**RECORDS FOR THIS EXERCISE**
▬▬▬

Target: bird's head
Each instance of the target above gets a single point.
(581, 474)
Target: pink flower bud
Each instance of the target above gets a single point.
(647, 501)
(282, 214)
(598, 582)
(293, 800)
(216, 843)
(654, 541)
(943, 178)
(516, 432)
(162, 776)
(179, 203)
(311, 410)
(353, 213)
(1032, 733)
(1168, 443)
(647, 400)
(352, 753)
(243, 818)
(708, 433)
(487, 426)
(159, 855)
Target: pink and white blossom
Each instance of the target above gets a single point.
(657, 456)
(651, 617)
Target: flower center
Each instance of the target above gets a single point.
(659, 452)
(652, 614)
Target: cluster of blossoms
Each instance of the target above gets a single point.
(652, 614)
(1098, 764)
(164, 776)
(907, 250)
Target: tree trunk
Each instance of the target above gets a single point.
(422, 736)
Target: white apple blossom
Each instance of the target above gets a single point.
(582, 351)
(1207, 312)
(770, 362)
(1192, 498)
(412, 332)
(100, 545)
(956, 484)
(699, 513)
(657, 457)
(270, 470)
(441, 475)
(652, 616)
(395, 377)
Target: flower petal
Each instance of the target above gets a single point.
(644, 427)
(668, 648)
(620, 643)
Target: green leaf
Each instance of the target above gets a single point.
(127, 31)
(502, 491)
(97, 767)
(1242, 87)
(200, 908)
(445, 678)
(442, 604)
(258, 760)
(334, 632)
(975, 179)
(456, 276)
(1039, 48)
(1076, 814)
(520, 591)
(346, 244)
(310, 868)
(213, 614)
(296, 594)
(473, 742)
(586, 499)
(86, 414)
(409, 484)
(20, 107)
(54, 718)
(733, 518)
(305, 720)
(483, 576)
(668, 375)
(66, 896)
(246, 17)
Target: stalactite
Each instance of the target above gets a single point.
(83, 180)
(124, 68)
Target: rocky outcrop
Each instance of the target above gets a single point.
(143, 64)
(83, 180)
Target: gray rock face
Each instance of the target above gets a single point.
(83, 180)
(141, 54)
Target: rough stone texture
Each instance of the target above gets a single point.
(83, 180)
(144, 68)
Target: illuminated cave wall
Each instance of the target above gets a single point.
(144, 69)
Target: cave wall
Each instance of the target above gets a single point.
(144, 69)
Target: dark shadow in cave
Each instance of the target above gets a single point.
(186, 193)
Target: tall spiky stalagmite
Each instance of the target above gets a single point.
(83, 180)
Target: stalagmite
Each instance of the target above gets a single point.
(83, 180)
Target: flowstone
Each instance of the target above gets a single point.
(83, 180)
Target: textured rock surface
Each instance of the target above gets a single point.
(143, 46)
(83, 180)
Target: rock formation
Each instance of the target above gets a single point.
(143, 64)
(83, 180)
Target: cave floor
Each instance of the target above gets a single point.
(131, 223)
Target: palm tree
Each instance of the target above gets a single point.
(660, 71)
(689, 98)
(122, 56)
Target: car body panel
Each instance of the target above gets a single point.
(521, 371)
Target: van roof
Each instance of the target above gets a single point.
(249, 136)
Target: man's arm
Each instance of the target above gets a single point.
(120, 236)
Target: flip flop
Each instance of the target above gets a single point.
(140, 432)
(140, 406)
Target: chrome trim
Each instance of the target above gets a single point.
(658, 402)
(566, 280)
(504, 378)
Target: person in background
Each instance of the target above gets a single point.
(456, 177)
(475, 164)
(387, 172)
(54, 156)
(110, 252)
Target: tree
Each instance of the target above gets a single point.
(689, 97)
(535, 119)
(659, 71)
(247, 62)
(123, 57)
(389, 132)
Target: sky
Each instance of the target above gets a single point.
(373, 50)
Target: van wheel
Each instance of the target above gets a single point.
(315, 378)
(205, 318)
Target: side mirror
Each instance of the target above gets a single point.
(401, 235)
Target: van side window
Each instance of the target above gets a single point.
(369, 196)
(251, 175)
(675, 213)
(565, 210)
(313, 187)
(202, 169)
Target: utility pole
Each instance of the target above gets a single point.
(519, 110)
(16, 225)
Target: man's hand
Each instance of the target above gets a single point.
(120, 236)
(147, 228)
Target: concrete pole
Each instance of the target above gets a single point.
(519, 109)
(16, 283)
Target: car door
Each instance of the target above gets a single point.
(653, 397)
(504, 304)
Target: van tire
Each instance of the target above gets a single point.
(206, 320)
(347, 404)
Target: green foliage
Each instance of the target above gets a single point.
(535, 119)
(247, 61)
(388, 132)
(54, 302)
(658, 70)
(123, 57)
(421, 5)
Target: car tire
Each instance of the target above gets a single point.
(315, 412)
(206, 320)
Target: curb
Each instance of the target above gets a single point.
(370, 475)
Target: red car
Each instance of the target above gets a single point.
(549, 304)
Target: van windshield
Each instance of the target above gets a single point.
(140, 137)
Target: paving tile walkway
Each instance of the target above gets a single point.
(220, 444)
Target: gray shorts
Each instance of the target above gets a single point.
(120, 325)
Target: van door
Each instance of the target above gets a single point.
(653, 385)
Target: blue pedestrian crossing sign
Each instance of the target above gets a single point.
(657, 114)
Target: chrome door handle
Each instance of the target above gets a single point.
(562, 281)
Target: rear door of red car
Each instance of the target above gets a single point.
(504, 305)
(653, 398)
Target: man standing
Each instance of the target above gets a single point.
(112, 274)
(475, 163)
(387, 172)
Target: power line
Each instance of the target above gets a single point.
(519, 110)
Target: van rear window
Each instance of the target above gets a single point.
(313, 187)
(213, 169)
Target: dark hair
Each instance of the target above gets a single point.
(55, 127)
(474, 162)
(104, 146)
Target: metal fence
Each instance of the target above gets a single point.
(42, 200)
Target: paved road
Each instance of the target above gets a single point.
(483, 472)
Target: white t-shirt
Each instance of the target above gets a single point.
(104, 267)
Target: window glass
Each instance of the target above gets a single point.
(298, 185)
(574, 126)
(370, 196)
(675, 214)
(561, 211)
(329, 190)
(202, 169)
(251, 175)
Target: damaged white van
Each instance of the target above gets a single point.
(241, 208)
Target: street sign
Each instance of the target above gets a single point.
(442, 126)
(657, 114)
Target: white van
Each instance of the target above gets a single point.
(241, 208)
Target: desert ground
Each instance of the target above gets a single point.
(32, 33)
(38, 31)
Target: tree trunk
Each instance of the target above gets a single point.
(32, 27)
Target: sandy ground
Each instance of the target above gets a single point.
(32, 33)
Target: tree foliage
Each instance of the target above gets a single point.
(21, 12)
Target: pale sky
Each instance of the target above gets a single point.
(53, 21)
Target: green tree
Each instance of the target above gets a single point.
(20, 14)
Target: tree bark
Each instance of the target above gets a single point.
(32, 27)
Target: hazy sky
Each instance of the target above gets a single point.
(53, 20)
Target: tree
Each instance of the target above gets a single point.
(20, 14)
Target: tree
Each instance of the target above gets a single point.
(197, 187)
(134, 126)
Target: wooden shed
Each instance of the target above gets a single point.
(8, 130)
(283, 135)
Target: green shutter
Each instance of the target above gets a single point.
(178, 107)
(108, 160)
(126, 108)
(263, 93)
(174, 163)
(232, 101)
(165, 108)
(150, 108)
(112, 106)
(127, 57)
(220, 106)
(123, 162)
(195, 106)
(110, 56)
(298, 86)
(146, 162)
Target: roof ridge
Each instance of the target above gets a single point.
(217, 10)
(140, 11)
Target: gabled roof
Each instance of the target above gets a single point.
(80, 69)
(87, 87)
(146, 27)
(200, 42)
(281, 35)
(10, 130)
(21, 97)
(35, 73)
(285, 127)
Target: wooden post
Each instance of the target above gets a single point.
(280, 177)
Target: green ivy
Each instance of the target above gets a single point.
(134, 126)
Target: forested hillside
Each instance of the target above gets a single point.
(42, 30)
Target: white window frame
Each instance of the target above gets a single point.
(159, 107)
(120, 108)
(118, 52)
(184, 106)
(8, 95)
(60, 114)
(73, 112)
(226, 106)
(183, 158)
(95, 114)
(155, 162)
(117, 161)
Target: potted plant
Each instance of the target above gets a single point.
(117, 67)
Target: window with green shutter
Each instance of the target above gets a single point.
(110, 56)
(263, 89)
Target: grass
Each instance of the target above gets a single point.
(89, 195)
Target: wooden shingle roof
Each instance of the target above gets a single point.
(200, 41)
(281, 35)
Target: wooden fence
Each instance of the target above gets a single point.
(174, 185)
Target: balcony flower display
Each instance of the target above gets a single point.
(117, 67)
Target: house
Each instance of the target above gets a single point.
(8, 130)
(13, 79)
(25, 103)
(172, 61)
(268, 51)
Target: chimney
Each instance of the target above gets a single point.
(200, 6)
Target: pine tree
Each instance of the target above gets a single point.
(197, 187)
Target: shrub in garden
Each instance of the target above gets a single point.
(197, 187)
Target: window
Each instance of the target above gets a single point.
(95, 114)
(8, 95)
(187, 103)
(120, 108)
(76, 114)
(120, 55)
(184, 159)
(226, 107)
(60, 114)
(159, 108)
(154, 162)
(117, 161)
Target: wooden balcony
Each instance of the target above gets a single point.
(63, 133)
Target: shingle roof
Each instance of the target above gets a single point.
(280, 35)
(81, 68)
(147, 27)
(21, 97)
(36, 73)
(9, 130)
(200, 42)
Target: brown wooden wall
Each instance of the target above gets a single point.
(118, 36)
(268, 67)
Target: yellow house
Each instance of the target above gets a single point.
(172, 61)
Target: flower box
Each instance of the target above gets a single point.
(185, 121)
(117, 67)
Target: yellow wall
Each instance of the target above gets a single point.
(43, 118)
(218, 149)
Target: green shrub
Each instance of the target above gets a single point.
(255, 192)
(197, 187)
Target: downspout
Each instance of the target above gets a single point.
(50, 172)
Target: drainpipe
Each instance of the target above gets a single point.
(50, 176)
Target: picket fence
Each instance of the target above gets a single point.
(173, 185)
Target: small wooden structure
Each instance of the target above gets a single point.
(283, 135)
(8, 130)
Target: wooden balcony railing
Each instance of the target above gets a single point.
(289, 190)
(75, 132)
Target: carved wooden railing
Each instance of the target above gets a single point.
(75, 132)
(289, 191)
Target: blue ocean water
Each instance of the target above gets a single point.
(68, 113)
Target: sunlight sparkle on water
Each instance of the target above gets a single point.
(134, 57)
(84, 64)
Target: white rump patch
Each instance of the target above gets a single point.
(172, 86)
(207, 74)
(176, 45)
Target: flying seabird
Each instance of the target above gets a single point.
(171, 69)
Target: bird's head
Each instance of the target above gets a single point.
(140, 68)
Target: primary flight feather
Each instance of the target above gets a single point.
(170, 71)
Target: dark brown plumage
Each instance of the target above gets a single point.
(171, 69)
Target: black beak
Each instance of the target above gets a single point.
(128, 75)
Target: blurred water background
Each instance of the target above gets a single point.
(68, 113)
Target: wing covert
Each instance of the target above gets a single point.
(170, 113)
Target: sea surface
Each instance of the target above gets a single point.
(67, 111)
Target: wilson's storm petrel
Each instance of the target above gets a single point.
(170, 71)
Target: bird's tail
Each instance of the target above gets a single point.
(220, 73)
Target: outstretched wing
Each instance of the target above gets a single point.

▬▬▬

**EXERCISE**
Rewrite the stretch from the line containing "Target: sea surface" through the end of the items, substituting "extended wing" for "outstretched wing" and leaving everything else unchanged.

**FINISHED EXERCISE**
Target: sea surface
Each instance of the target above gets a single point.
(67, 111)
Target: wilson's storm petrel
Each instance of the target above gets a single point.
(170, 71)
Target: bird's tail
Each instance of the target above gets a single point.
(220, 73)
Target: extended wing
Each instance of the target above gets a single point.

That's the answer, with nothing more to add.